> **Text segment**
####
Freeman and her longtime boyfriend, Ray Godman, issued a written statement that blasted local authorities for charging Freeman with murder after she went to a hospital earlier this summer with heavy bleeding and investigators found four set of fetal remains on her property.

"The devastation done to her business and her reputation because of all the media hype could have been avoided" if investigators hadn't "rushed to judgment," the statement read. The couple appeared with an attorney and said they are mulling a lawsuit.

The charges against Freeman were dropped Wednesday when Worcester County State's Attorney Joel Todd told a grand jury there was insufficient evidence to prosecute her.

Talking to the press Thursday, Todd explained that a report from state medical examiner Dr. Tasha Greenberg concluded there was no proof the babies were ever alive. Some of the remains were years old.

In a murder case, Todd explained, "you have to prove that the victim of that homicide had ever lived."

Todd said the medical examiner concluded that because Freeman had a history of stillborn births, because there was an infection present in the placenta of the most recent fetus, and because Freeman was a tobacco user and possibly a cocaine user, the deaths could have occurred naturally.

"There was insufficient evidence to support an indictment," said Todd, who said there will be no future investigation into further charges.

Asked whether women who miscarry are compelled by law to dispose properly of the remains, Todd replied, "There should be," but then backtracked and said he knew of no such crime.

"Our investigation did not get into that," he said.

Todd also said, "The office of the state's attorney does not prosecute cases based on personal feelings."

Todd insisted he had no regrets about pursuing murder charges based on Freeman's statements before getting the full medical examiner's report.

"Nothing was done wrong here," he said. Later, he said, "Sometimes justice requires you to let the suspect go, and that's what happened in this case."

In addition to Todd, Freeman and Godman's statement criticizes Ocean City Police Chief Bernadette DiPino, accusing her of failing to conduct a proper investigation before charging Freeman and needlessly damaging their property.

DiPino was out of town attending to a family matter and unavailable to comment Thursday, but Ocean City police spokesman Barry Neeb said: "We don't find her complaints to be credible in the slightest bit.
####
> **Information shown**
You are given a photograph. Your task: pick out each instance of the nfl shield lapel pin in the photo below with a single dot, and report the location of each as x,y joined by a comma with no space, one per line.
####
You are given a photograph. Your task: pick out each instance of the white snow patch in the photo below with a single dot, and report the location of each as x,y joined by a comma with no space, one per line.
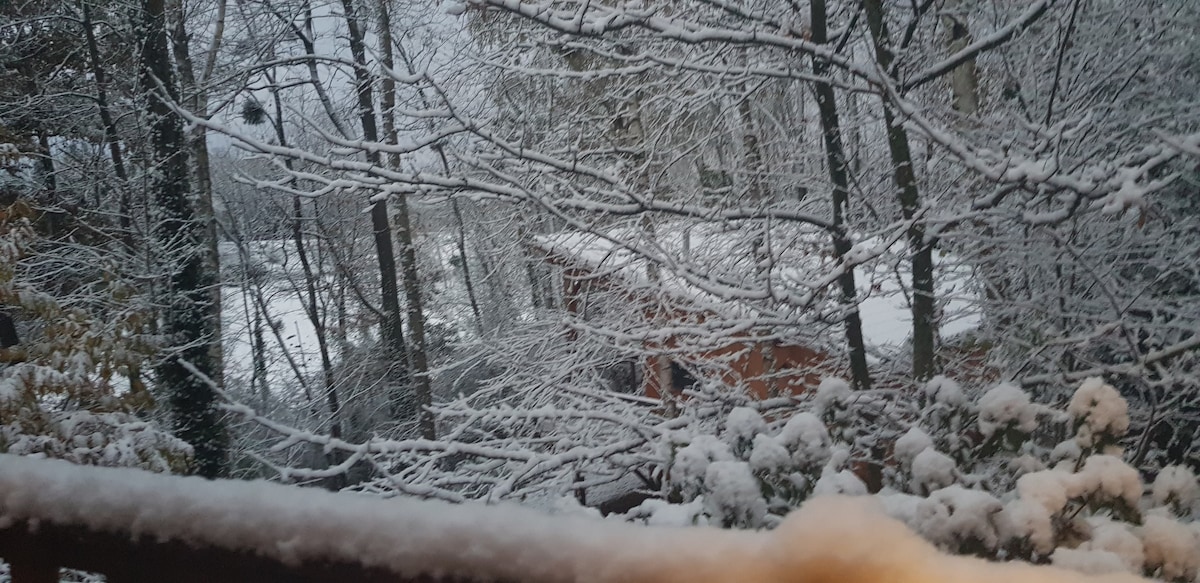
####
> **What to work on**
Copy the part of the article on the dropped murder charge that begins with "Talking to the" and stops after "have occurred naturally.", switching "medical examiner" to "coroner" each time it appears. The records aren't needed for this task.

> **Result of this task**
Talking to the press Thursday, Todd explained that a report from state coroner Dr. Tasha Greenberg concluded there was no proof the babies were ever alive. Some of the remains were years old.

In a murder case, Todd explained, "you have to prove that the victim of that homicide had ever lived."

Todd said the coroner concluded that because Freeman had a history of stillborn births, because there was an infection present in the placenta of the most recent fetus, and because Freeman was a tobacco user and possibly a cocaine user, the deaths could have occurred naturally.